Recorded data:
[start]
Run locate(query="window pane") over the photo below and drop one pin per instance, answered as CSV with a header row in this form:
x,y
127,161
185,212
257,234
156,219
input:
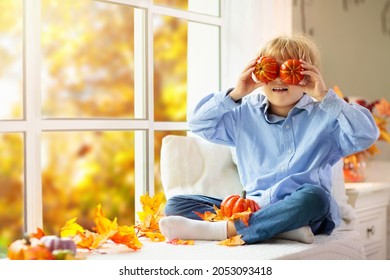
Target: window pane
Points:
x,y
83,169
88,59
11,59
184,65
11,188
158,137
208,7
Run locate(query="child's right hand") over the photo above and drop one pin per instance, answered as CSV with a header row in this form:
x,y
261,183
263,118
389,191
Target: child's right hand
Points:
x,y
245,83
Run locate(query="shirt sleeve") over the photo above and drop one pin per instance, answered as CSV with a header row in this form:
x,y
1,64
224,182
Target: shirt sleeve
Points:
x,y
352,125
214,120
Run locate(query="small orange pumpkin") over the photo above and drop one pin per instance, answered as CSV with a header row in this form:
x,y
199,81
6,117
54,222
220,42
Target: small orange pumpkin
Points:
x,y
234,203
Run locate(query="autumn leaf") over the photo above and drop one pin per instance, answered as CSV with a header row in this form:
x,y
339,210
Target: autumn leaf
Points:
x,y
232,241
181,242
152,204
150,216
38,235
71,228
126,235
243,216
104,225
218,216
84,239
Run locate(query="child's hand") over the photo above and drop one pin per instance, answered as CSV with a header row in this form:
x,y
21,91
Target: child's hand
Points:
x,y
245,83
314,84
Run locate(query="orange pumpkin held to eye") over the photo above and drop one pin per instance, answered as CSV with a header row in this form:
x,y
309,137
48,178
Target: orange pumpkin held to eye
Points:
x,y
266,70
233,204
290,72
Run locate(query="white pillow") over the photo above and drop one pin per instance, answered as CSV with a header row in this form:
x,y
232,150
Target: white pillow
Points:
x,y
192,165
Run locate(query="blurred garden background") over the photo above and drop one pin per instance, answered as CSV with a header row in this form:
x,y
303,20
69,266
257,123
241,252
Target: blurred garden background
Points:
x,y
87,72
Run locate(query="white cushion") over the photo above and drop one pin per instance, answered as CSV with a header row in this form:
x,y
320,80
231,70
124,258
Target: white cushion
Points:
x,y
192,165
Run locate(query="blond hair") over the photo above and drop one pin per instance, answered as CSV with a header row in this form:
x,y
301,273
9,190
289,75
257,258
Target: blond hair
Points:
x,y
297,46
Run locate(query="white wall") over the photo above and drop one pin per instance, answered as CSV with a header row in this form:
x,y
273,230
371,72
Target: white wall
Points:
x,y
355,46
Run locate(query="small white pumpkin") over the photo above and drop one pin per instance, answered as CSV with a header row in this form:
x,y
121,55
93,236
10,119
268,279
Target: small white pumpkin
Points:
x,y
53,242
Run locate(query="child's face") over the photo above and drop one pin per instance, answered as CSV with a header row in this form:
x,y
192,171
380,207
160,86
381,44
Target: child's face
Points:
x,y
282,97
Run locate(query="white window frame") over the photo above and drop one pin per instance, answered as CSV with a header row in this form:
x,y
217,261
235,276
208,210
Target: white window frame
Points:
x,y
32,125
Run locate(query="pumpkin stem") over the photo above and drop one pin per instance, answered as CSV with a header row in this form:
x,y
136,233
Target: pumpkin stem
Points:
x,y
26,237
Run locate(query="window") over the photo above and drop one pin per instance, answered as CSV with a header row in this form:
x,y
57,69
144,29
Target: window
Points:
x,y
89,89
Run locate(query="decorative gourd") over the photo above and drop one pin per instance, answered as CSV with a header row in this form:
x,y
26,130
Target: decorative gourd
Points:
x,y
23,249
234,203
290,72
53,242
266,70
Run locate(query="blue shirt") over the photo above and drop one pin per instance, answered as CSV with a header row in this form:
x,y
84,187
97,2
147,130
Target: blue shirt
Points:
x,y
276,155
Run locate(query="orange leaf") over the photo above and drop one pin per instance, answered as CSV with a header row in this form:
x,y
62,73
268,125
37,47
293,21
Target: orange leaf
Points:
x,y
218,216
150,216
103,225
126,235
181,242
232,241
243,216
39,234
84,239
71,228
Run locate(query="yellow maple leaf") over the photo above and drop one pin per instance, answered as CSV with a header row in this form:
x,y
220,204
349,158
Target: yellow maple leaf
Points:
x,y
103,224
84,239
71,228
219,216
243,216
126,235
232,241
153,204
150,216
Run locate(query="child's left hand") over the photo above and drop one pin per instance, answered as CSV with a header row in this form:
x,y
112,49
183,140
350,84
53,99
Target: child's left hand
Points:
x,y
315,85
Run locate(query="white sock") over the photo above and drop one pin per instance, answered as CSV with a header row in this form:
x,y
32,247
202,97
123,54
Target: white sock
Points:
x,y
173,227
303,234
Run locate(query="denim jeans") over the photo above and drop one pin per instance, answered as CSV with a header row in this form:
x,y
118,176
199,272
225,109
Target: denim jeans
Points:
x,y
308,205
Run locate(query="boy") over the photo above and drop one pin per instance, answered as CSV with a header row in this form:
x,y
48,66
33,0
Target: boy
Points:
x,y
286,139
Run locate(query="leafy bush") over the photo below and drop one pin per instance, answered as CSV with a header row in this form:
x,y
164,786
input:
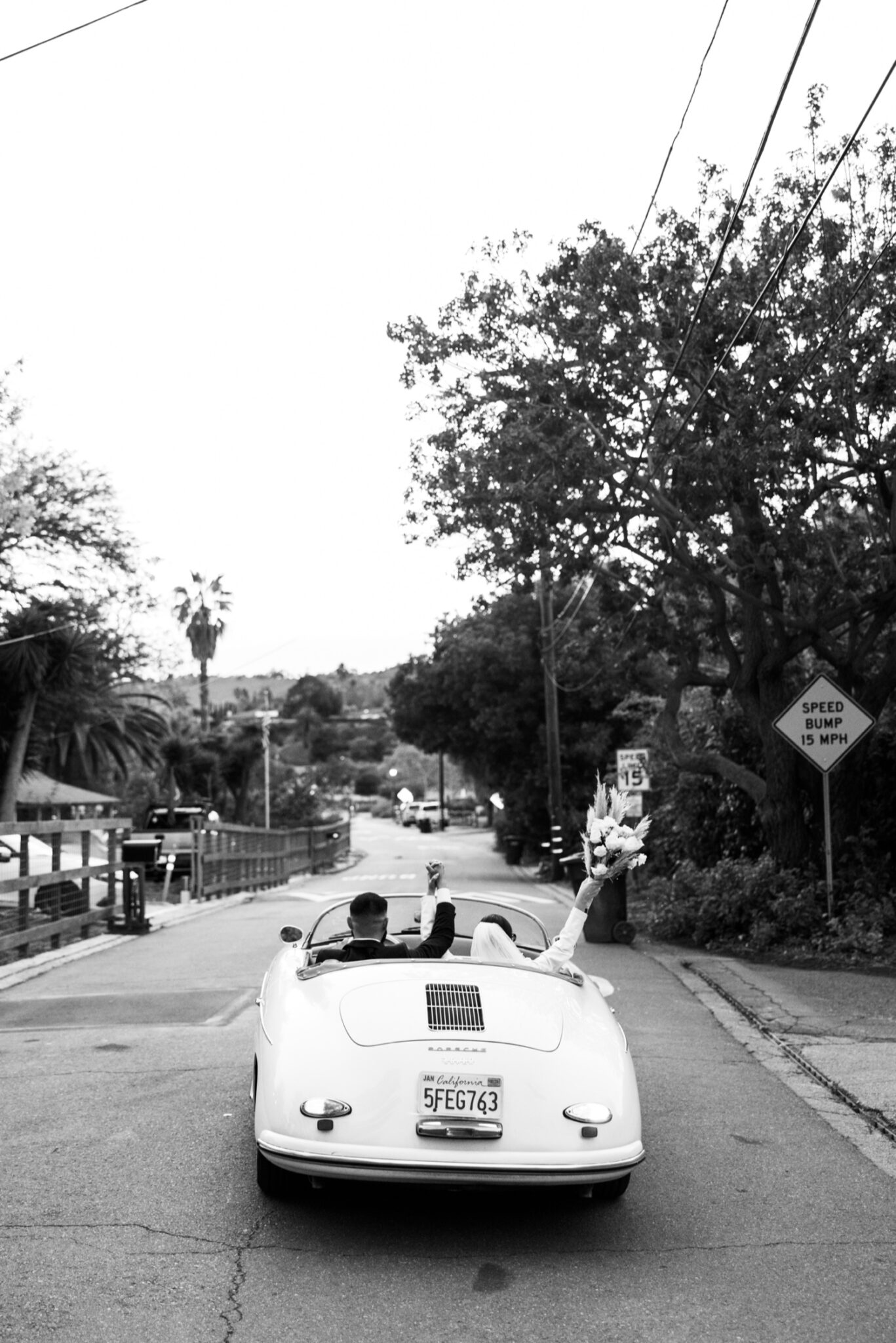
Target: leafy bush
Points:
x,y
758,907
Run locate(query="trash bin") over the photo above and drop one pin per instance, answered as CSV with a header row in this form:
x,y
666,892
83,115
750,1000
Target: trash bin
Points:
x,y
142,851
512,851
608,919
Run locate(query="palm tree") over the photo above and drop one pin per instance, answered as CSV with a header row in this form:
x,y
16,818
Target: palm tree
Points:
x,y
64,704
201,612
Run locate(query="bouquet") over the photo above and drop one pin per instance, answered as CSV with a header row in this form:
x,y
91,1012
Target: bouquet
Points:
x,y
609,847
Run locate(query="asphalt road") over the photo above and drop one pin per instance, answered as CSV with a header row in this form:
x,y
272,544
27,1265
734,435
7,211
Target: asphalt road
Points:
x,y
129,1208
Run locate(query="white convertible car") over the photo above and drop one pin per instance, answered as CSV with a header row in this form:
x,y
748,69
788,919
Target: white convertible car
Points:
x,y
457,1071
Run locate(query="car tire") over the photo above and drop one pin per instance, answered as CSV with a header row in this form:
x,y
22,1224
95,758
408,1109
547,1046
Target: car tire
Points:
x,y
610,1189
272,1180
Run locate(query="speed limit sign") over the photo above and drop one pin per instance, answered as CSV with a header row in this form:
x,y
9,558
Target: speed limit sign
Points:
x,y
632,771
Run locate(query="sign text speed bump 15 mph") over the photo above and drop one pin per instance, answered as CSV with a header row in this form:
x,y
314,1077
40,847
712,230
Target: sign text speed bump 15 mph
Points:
x,y
824,723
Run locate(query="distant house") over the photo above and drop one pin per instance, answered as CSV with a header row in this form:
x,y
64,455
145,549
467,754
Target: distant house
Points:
x,y
42,798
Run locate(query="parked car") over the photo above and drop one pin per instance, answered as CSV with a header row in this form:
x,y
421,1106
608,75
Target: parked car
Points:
x,y
427,816
172,828
461,1072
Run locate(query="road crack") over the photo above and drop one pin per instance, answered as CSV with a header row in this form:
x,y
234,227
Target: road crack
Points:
x,y
233,1313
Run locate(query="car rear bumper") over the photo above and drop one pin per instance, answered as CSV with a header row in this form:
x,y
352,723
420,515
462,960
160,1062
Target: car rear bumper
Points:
x,y
450,1173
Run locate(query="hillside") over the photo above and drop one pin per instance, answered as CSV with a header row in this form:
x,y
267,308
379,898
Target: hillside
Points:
x,y
359,689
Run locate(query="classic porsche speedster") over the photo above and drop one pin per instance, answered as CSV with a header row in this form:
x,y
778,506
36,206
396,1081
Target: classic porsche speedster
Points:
x,y
453,1071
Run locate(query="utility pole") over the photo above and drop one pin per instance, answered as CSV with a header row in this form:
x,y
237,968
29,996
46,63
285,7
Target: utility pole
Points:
x,y
551,713
266,717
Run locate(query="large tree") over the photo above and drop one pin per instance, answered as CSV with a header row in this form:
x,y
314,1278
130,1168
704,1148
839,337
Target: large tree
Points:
x,y
66,704
480,697
758,519
60,523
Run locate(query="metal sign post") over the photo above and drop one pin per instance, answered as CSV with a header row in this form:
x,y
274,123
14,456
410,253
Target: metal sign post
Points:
x,y
824,723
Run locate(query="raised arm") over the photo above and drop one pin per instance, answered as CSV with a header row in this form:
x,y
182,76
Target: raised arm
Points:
x,y
560,950
437,923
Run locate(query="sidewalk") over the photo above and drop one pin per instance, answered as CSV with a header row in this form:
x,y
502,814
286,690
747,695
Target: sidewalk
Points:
x,y
841,1022
837,1025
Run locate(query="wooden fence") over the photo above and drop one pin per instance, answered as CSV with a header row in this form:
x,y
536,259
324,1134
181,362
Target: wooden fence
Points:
x,y
54,904
229,858
61,906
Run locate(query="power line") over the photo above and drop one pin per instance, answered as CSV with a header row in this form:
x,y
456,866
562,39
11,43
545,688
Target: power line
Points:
x,y
663,171
865,275
41,634
731,223
778,270
45,41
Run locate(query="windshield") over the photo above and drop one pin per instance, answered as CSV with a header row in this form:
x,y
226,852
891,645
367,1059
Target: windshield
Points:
x,y
404,919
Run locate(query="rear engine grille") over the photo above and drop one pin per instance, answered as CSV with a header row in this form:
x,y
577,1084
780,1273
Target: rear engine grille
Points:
x,y
454,1008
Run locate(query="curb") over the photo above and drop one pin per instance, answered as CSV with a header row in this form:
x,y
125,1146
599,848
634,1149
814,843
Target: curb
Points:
x,y
160,916
870,1131
19,971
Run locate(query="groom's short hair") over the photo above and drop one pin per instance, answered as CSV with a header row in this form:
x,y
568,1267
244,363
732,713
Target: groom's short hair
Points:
x,y
368,906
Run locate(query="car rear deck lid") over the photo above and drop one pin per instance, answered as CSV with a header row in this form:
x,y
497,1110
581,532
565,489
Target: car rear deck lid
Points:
x,y
436,1011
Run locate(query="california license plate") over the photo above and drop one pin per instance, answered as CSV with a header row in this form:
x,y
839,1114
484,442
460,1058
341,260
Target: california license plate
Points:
x,y
472,1095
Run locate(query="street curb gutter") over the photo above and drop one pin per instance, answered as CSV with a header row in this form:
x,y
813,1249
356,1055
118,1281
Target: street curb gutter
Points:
x,y
867,1130
872,1116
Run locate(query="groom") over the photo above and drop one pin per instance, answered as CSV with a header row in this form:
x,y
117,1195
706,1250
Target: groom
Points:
x,y
368,920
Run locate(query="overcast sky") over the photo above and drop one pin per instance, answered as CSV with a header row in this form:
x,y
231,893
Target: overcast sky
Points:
x,y
212,209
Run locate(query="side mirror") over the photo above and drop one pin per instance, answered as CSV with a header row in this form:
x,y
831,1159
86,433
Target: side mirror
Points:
x,y
604,986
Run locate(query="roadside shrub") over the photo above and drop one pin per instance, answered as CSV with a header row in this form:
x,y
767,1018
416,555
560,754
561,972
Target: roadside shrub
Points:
x,y
758,908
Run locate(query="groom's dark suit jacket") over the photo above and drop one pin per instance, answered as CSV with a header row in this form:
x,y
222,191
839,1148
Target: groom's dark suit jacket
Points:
x,y
366,948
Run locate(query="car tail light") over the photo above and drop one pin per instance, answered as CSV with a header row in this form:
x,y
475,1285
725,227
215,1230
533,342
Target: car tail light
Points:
x,y
589,1112
320,1107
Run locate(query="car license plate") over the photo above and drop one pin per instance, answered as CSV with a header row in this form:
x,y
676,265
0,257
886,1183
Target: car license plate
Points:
x,y
476,1096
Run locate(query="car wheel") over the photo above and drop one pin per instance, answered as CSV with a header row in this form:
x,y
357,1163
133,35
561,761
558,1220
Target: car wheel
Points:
x,y
612,1189
270,1178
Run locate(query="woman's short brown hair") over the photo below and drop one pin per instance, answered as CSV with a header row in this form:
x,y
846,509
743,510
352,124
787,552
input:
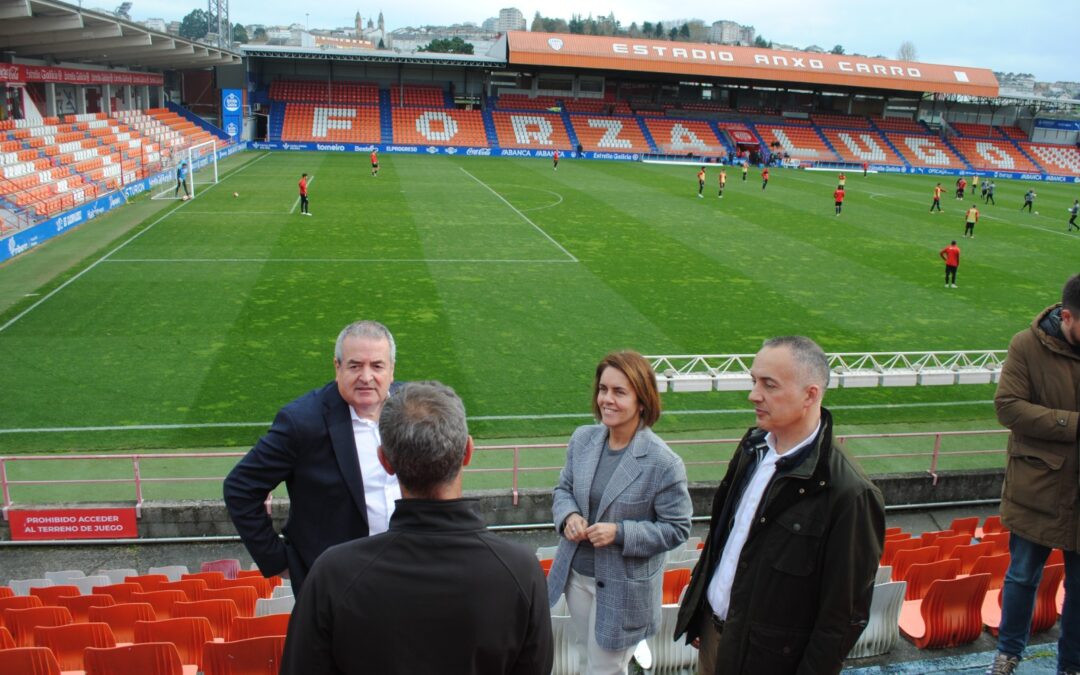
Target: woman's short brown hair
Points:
x,y
643,380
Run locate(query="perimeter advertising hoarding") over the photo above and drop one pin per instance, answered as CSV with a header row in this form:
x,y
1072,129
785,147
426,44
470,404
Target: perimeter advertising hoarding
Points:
x,y
58,524
744,63
19,72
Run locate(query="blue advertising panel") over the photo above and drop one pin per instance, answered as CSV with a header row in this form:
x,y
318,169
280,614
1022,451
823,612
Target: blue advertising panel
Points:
x,y
232,112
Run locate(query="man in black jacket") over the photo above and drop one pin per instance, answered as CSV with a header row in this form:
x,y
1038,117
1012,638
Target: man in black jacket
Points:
x,y
785,580
436,593
323,447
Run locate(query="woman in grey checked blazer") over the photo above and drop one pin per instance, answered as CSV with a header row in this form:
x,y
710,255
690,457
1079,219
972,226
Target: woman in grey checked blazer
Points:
x,y
620,504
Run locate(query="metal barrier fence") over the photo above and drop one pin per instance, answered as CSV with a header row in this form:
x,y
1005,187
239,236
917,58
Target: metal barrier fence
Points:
x,y
929,449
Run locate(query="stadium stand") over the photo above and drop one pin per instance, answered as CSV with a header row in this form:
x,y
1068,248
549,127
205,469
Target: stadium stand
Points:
x,y
609,134
341,92
440,126
859,146
925,151
797,142
534,131
975,131
986,154
1055,160
414,95
313,122
683,136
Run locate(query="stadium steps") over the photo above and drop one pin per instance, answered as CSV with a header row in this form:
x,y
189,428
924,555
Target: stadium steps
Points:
x,y
956,151
825,139
569,129
198,121
723,136
891,145
1025,154
493,135
386,118
648,135
277,124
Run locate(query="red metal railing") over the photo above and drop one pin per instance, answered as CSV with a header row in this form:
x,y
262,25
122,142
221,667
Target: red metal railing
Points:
x,y
932,456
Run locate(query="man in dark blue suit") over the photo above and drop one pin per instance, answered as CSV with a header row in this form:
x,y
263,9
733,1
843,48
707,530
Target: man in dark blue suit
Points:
x,y
323,446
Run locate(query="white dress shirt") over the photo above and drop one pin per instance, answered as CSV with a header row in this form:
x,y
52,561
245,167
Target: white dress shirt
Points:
x,y
380,489
719,588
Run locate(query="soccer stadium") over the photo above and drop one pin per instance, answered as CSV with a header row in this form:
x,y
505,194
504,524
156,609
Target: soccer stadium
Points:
x,y
511,217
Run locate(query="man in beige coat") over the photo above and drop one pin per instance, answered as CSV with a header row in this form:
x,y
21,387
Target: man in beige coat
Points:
x,y
1037,400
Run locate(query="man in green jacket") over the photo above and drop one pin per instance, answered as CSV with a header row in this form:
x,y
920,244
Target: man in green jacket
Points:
x,y
1037,400
785,579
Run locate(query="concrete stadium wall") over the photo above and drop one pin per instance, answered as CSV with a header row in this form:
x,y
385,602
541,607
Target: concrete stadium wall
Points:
x,y
210,518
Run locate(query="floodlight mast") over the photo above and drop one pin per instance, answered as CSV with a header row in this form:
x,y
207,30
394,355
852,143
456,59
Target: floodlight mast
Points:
x,y
217,16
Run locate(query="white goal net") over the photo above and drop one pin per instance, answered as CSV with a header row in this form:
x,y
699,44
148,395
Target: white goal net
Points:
x,y
193,170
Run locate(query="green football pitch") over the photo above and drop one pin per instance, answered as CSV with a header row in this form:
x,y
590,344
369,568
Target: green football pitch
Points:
x,y
185,325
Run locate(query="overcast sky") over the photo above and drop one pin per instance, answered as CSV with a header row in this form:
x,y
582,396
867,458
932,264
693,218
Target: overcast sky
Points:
x,y
1031,36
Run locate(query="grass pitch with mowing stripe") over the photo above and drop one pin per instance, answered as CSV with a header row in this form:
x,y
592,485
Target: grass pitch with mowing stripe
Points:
x,y
508,281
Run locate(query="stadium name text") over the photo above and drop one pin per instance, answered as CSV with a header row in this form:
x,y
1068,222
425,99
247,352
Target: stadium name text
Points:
x,y
679,53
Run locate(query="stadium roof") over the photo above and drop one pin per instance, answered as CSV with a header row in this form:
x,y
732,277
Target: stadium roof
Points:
x,y
382,56
46,29
743,63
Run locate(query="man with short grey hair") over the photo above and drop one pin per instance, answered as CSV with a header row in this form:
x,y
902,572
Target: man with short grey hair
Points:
x,y
323,446
785,579
436,593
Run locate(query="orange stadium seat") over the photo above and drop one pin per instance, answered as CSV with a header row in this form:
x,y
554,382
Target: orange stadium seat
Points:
x,y
145,659
862,146
925,151
800,143
968,554
188,634
986,154
256,656
22,622
122,618
683,136
69,642
218,611
79,605
29,661
949,613
540,131
439,127
609,134
243,628
340,123
1055,160
920,576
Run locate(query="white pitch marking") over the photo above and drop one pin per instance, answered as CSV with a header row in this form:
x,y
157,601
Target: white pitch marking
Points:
x,y
523,216
127,241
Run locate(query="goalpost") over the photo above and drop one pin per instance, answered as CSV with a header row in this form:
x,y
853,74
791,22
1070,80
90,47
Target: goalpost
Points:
[end]
Please pick out each line of the records above that contains the word "bumper", and copy those lines out.

SOLUTION BELOW
Run locate(query="car rear bumper") over the photo above and drop one pin per instance, answered as CSV with a header row in this form:
Target: car rear bumper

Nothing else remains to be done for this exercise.